### TASK MATERIAL

○ ○ ○

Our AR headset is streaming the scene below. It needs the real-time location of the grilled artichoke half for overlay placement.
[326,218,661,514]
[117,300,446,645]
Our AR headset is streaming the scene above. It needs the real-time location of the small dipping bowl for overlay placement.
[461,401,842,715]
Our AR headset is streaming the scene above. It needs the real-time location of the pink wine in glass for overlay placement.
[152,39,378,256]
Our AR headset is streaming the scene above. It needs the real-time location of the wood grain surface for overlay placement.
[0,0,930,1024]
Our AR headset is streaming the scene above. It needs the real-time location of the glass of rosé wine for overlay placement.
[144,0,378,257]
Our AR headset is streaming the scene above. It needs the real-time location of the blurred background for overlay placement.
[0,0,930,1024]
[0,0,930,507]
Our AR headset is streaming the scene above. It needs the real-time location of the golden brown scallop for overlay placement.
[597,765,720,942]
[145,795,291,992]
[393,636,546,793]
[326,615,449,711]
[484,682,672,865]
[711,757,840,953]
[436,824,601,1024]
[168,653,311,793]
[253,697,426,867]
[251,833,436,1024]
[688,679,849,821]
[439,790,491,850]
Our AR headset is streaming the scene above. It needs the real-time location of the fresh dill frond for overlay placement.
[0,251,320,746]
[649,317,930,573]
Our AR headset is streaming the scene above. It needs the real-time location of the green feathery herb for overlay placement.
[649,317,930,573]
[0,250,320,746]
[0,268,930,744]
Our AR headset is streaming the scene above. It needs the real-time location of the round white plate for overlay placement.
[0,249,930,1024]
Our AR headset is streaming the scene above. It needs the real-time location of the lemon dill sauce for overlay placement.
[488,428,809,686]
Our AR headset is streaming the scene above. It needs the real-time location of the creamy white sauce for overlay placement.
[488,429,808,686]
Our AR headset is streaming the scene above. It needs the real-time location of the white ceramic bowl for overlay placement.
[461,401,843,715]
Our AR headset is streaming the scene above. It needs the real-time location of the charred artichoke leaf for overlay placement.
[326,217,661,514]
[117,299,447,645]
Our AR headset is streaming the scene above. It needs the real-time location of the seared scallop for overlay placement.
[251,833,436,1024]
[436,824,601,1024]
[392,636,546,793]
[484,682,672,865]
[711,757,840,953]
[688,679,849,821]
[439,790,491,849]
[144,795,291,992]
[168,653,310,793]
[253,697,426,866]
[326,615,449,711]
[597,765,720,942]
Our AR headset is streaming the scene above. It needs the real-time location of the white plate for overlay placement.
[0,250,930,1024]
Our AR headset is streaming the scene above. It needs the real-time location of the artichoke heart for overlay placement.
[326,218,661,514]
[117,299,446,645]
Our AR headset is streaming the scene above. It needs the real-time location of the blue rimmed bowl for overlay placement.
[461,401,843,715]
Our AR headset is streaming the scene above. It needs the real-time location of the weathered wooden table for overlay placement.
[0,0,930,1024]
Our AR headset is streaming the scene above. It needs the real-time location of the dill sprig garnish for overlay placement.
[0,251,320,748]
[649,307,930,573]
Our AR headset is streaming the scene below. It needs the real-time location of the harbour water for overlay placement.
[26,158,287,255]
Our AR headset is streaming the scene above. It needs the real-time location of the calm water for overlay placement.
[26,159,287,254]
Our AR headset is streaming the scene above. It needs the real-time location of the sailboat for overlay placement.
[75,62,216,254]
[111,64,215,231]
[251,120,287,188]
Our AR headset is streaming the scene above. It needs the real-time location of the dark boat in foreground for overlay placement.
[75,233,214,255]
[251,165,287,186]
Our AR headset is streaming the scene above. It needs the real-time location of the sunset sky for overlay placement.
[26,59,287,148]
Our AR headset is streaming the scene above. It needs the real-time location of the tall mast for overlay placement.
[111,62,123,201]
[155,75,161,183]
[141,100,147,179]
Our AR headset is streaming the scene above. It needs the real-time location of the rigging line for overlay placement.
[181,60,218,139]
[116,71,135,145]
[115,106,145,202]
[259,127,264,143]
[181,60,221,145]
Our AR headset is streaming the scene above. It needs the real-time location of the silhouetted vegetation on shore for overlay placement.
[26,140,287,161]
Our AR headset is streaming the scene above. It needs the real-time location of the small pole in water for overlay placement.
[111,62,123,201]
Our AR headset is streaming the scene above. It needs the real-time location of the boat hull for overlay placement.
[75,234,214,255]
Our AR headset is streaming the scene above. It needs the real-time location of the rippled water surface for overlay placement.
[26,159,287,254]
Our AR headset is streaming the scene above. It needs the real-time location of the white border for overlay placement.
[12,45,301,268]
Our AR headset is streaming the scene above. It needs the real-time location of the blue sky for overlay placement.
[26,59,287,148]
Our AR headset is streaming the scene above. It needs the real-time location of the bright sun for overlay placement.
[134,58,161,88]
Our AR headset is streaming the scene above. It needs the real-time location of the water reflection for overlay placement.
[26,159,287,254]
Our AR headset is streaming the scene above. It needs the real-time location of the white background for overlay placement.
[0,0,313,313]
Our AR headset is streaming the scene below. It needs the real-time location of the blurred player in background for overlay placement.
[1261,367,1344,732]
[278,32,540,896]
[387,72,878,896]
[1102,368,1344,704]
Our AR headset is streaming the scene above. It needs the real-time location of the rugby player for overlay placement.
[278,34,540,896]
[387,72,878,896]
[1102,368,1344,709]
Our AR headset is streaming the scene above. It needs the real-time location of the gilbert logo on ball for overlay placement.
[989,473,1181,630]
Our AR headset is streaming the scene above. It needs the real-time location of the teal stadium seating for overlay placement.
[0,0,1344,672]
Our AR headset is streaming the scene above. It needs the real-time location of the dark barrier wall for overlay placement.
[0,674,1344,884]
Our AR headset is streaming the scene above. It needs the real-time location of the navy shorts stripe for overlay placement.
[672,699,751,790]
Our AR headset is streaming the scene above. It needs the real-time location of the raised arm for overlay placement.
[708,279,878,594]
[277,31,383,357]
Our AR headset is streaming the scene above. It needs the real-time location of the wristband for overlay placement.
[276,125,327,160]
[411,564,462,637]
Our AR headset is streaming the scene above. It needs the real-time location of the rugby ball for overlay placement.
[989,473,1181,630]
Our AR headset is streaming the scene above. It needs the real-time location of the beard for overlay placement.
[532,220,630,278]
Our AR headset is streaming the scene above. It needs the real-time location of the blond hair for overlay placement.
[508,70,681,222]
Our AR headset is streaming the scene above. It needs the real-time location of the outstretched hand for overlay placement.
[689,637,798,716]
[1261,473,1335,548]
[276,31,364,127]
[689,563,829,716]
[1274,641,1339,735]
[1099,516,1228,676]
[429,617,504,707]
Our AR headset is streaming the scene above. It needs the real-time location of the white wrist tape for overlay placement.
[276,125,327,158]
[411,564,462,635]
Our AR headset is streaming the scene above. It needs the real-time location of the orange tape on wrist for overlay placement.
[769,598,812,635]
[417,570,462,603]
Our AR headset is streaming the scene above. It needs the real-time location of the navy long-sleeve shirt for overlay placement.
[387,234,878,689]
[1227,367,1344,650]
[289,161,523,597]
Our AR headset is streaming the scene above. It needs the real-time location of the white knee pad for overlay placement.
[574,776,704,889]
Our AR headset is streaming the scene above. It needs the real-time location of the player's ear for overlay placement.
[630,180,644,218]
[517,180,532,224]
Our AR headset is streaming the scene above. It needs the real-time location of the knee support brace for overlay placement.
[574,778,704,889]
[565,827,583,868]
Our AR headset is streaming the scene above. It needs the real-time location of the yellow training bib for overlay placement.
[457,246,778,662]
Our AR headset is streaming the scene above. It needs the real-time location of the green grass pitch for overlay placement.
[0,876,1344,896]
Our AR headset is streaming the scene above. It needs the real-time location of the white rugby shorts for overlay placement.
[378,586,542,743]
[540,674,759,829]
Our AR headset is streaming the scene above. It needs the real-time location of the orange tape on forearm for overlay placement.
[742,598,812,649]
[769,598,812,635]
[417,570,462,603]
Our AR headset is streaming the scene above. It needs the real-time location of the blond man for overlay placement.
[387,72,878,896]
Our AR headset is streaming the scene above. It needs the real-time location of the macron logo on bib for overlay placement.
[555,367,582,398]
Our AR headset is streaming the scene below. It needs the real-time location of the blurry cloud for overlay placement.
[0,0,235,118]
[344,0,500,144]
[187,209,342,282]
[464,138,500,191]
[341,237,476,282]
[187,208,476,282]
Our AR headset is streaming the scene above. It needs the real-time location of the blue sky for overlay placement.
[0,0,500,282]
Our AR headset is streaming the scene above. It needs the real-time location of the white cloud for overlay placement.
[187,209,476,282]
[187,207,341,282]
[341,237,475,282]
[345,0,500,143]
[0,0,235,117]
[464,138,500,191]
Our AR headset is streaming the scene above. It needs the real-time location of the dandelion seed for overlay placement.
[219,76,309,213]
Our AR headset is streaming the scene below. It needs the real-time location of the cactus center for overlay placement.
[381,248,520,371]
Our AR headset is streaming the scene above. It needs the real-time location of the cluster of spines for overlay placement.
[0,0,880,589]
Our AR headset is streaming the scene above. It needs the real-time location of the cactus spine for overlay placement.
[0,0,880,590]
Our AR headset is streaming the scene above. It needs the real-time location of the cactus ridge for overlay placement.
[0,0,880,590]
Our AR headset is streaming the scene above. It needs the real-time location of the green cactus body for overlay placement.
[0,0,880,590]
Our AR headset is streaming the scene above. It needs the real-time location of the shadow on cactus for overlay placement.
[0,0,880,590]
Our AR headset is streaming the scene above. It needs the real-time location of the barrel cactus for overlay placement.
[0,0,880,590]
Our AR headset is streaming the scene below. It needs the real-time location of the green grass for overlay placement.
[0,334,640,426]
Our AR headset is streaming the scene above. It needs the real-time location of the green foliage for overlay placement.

○ ○ ○

### THE PROBLEM
Replace "teal stadium seating" with "blue stadium seating" in the rows from the line that has "on ball for overlay placement." through the line that has "[0,0,1344,672]", and give those lines again with everything else left as it is.

### ANSWER TO THE TASK
Our AR headset is streaming the scene above. It needs the real-time location of the gilbert logo on ball for overlay placement.
[989,473,1181,630]
Our AR headset is streaming the scene above. It needs the real-time location of the blue stadium seating for overlay placement.
[0,0,1344,672]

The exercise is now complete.